◆ Text provided
__________
However, not every store is ready, and you may not have even gotten your card yet.

Not to mention, experts say they're not as safe as you think.

WREG is on your side with what everyone should ask their financial institution when their card arrives.

If you take a quick glance behind the counter at the Cake Gallery Baketique in Downtown Memphis, you'll notice an appreciation for the old school.

The glass shelves are lined with the kind of cakes that would sit on your grandmother's kitchen table.

Meanwhile, the checkout process is brand new.

Necole Hightower is one of the small business owners that has installed new technology to read chip, or EMV (Europay, MasterCard, Visa), cards.

She demonstrated to WREG how the card reader words.

Instead of swiping she said, "You just slide it in can also tap it too, some, at the top," explained Hightower, who also said the reader also takes smartphone payments.

Hightower has a "tablet looking" register device that also accepts traditional swipes.  She said she's seen some customers come in with EMV cards.

"I think what's happening is there's a slow conversion, so I see a lot of credit cards," said Hightower, who said she's seen fewer debit cards with chips.

Daniel Dent is the Senior Vice President of Consumer Deposits and Emerging Payments with First Tennessee.

He said customers will get new, chip cards as their old ones expire, and the bank is issuing them in phases.

"We just started our rollout with our credit cards starting this month and them we'll have our debit cards starting in January," said Dent.

Dent said customers can request a new, chip card at any time.

WREG also spoke with representatives from Wells Fargo and Regions.

A Regions spokesperson said the bank began issuing chip credit cards in May of 2014, and debit cards this summer. Customers with expiring cards will get their new, EMV cards first. Any customer can call the 1-800 number on the back of their current card for a new one at any time.

Wells Fargo said it doesn't have a specific date for all cards to be chip equipped, but similar to other institutions, expiring cards are being replaced first.

As the roll out continues, though, so does the conversation about how safe the new cards are.

The FBI issued a warning (later taken down and replaced with new wording) reminding consumers that crooks could steal their money and identity, even with the new cards.
__________
◆ Supplied material

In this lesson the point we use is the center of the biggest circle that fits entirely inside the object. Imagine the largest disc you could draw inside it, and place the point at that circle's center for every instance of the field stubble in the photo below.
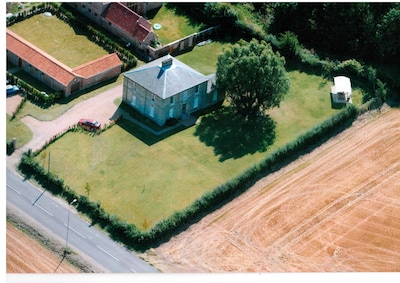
(336, 209)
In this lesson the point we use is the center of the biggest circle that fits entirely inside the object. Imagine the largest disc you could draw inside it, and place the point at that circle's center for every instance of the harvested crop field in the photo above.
(25, 255)
(335, 209)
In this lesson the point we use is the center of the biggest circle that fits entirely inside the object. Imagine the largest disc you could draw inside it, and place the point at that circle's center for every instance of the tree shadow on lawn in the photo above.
(232, 136)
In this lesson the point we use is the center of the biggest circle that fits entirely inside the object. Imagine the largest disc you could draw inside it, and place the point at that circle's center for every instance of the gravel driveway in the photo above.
(100, 107)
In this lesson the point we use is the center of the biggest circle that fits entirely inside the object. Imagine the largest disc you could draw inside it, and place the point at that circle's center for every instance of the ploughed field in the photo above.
(335, 209)
(26, 255)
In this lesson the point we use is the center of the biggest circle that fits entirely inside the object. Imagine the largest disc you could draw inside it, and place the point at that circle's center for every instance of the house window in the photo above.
(133, 101)
(214, 96)
(134, 90)
(151, 111)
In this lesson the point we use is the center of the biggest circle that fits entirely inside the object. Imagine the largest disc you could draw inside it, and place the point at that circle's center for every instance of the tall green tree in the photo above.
(253, 77)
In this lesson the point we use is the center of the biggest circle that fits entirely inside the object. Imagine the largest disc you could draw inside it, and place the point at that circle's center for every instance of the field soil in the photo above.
(33, 249)
(335, 209)
(25, 255)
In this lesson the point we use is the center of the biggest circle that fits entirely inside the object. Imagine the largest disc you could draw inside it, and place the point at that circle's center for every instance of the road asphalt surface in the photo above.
(55, 214)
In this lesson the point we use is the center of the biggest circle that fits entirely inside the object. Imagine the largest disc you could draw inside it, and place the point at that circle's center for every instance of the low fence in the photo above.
(182, 44)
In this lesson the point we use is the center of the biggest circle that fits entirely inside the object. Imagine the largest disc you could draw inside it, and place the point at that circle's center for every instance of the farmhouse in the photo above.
(118, 19)
(167, 88)
(55, 74)
(341, 90)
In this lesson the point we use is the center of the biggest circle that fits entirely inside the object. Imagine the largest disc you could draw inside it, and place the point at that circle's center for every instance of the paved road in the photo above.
(53, 214)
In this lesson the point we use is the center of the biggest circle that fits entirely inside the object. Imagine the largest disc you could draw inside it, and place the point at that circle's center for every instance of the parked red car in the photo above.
(89, 124)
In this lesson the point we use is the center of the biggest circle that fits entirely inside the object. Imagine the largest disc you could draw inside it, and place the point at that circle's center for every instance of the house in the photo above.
(55, 74)
(121, 21)
(167, 88)
(142, 8)
(341, 90)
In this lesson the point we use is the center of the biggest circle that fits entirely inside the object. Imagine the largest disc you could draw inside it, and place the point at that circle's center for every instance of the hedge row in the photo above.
(134, 238)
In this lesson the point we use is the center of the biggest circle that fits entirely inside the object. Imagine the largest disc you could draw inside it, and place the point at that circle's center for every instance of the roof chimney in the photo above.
(166, 63)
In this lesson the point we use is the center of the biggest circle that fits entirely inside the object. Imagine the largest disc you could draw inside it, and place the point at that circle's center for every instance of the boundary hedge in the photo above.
(133, 238)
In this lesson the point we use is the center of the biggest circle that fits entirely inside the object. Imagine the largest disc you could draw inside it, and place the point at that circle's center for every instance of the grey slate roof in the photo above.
(166, 82)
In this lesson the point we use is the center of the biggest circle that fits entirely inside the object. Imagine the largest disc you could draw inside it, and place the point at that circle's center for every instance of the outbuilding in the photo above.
(341, 90)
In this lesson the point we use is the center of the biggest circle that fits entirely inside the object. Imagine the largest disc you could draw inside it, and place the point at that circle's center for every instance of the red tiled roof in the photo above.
(98, 66)
(39, 59)
(128, 21)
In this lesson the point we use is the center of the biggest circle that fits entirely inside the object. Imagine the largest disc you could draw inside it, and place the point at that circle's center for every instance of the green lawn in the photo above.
(58, 39)
(17, 129)
(173, 25)
(144, 182)
(204, 58)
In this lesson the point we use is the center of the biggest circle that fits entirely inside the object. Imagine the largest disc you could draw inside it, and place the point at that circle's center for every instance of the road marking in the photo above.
(43, 209)
(8, 186)
(107, 253)
(75, 231)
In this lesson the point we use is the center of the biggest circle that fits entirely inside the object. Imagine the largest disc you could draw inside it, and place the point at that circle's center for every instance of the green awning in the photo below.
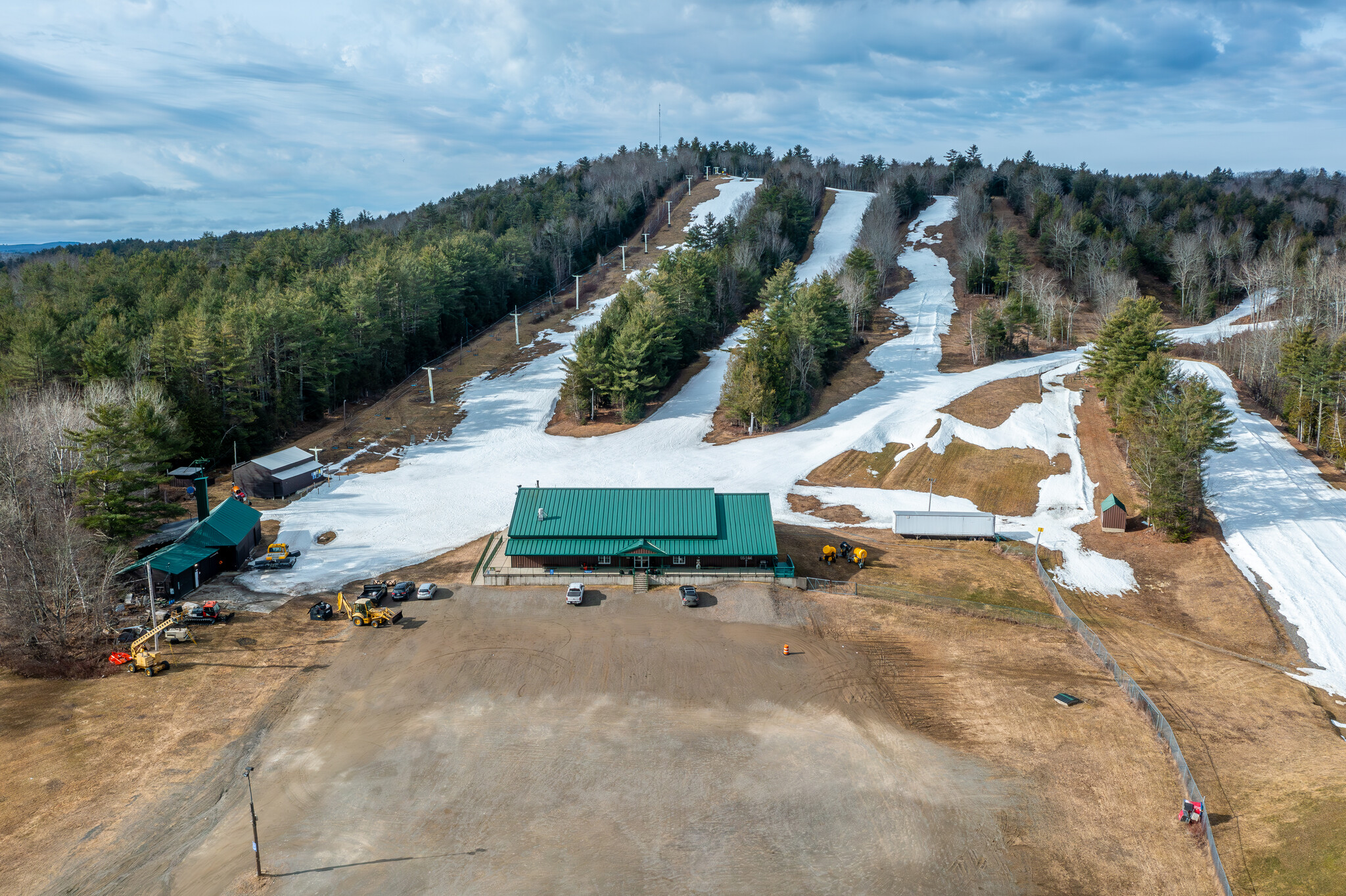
__________
Transcribe the part of the chip card article that begins at the words "He said customers" and stops after "card at any time.". The records were drawn from a separate source.

He said customers will get new, chip cards as their old ones expire, and the bank is issuing them in phases.

"We just started our rollout with our credit cards starting this month and them we'll have our debit cards starting in January," said Dent.

Dent said customers can request a new, chip card at any time.